§ **REQUIRED WORK**:
Each record, word for word and stripped of pictures, is what the answer should contain.

Referring expression pointing data
- - - -
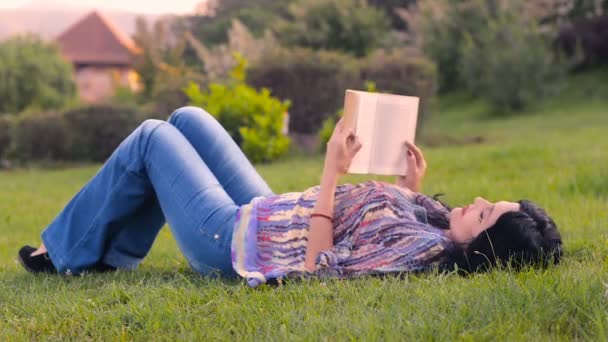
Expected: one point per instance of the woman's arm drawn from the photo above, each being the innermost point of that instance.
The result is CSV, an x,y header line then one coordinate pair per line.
x,y
321,233
341,148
- - - -
§ **OUTPUT**:
Expected: one point per instance of the woman's arm drawn from the photo above, each being the innermost point of that instance.
The result is CSV, an x,y header line then one coordinate pair per line.
x,y
321,233
341,148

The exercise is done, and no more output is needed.